**Directions for this task**. Please reproduce only the stretch from the line containing "hallway with a bounding box." through the line containing "left=282, top=299, right=318, bottom=341", both ends included, scaling every bounding-box coordinate in the answers by 0.3 and rounding to whole numbers with halves going up. Keep the request and the format sample unchanged, and leave the pictures out.

**Rows from a dataset**.
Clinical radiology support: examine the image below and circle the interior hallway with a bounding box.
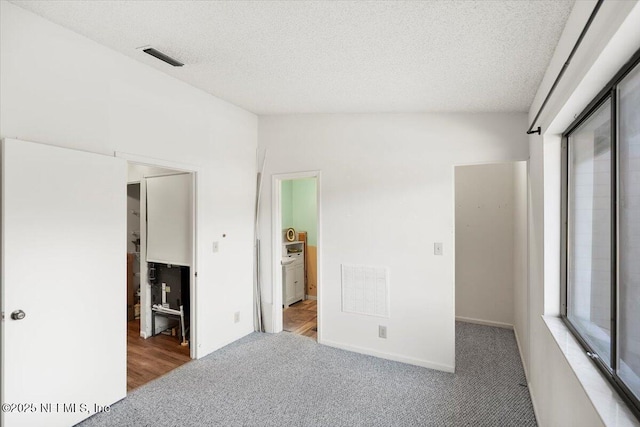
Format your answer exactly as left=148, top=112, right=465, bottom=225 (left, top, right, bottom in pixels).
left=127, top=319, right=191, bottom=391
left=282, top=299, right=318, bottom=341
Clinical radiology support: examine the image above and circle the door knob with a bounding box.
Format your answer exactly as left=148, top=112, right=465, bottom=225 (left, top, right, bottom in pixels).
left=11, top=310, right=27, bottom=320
==
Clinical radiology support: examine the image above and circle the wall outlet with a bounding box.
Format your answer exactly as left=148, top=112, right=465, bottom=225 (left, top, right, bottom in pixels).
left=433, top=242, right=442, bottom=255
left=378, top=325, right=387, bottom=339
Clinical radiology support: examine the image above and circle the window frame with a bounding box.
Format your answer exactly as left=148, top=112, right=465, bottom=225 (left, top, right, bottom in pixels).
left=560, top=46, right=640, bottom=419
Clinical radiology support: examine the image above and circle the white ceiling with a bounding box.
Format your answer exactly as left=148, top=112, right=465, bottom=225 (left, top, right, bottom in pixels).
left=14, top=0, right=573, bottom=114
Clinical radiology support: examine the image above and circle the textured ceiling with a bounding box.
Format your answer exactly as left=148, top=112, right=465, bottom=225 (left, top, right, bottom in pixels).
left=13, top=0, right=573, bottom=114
---
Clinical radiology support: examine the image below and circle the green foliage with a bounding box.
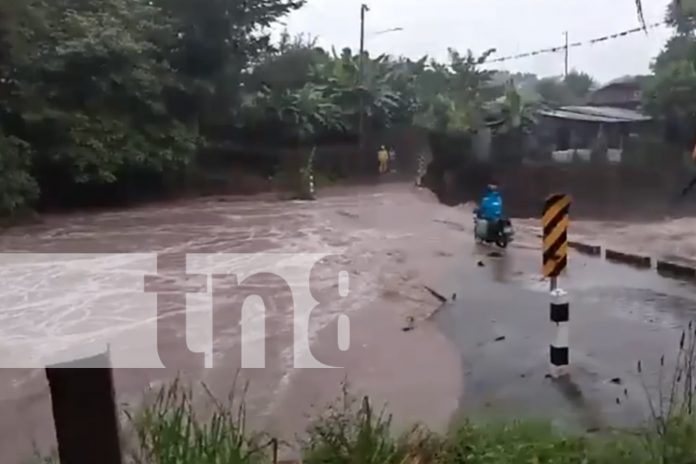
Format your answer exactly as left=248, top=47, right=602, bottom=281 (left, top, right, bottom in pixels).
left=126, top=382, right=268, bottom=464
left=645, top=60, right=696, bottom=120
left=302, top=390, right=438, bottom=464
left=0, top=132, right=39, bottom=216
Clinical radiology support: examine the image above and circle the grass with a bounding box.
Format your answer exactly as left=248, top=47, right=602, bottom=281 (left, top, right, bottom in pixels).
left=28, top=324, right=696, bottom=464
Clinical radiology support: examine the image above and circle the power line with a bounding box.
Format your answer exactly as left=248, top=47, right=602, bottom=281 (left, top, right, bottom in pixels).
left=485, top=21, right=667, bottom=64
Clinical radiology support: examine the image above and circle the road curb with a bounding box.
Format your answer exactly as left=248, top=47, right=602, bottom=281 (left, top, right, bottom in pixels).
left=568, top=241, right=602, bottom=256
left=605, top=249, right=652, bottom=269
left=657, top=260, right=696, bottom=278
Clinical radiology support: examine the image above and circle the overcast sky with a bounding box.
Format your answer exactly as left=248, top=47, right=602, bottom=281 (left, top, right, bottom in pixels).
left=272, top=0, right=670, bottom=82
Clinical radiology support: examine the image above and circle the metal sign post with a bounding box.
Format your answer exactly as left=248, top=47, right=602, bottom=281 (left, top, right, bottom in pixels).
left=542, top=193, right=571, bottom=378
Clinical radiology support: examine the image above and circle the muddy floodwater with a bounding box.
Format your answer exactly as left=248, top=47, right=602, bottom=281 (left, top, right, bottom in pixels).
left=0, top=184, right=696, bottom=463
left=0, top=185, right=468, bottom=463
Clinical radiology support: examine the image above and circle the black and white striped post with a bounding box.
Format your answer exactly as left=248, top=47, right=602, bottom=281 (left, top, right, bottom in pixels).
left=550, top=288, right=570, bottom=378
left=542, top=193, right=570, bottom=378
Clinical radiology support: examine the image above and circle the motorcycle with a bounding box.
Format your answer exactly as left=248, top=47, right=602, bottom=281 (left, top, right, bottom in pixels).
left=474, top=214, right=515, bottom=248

**Finished answer**.
Clinical radiology support: examine the image below and circle the interior hallway with a bounding box.
Format your answer exactly as left=148, top=112, right=465, bottom=225 (left, top, right, bottom in pixels).
left=38, top=96, right=57, bottom=117
left=85, top=90, right=95, bottom=102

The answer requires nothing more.